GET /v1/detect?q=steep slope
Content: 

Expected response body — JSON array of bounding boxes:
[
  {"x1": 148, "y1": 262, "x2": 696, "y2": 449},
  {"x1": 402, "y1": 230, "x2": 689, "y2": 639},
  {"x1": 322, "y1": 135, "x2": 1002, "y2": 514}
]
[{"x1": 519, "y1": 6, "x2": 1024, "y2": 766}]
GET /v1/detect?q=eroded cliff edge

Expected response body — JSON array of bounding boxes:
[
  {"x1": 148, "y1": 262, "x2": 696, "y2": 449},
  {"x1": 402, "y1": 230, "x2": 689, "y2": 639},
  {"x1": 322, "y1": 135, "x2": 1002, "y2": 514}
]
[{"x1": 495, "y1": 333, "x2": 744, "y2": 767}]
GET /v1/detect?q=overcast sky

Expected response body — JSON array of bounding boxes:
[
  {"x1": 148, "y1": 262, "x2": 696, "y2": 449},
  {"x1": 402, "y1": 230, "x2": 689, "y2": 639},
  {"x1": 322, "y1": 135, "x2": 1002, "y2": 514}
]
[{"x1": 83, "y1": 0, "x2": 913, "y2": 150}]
====
--- Work instructions ---
The answer is the full data, repeated exactly as shown.

--- Expected output ---
GET /v1/detect?q=steep slope
Content: 

Expected response body — JSON array of bounding boxes:
[
  {"x1": 148, "y1": 262, "x2": 696, "y2": 449},
  {"x1": 402, "y1": 230, "x2": 689, "y2": 639},
  {"x1": 322, "y1": 135, "x2": 1002, "y2": 514}
]
[{"x1": 519, "y1": 6, "x2": 1024, "y2": 766}]
GET /v1/detect?q=eroded cliff edge

Expected response body — JSON array of bounding boxes:
[
  {"x1": 148, "y1": 262, "x2": 696, "y2": 449},
  {"x1": 402, "y1": 230, "x2": 689, "y2": 639},
  {"x1": 322, "y1": 135, "x2": 1002, "y2": 514}
]
[{"x1": 495, "y1": 333, "x2": 744, "y2": 767}]
GET /v1/detect?q=overcast sky

Expected response body — JSON array of bounding boxes:
[
  {"x1": 148, "y1": 262, "x2": 696, "y2": 449},
  {"x1": 402, "y1": 230, "x2": 689, "y2": 639},
  {"x1": 322, "y1": 135, "x2": 1002, "y2": 514}
]
[{"x1": 83, "y1": 0, "x2": 913, "y2": 150}]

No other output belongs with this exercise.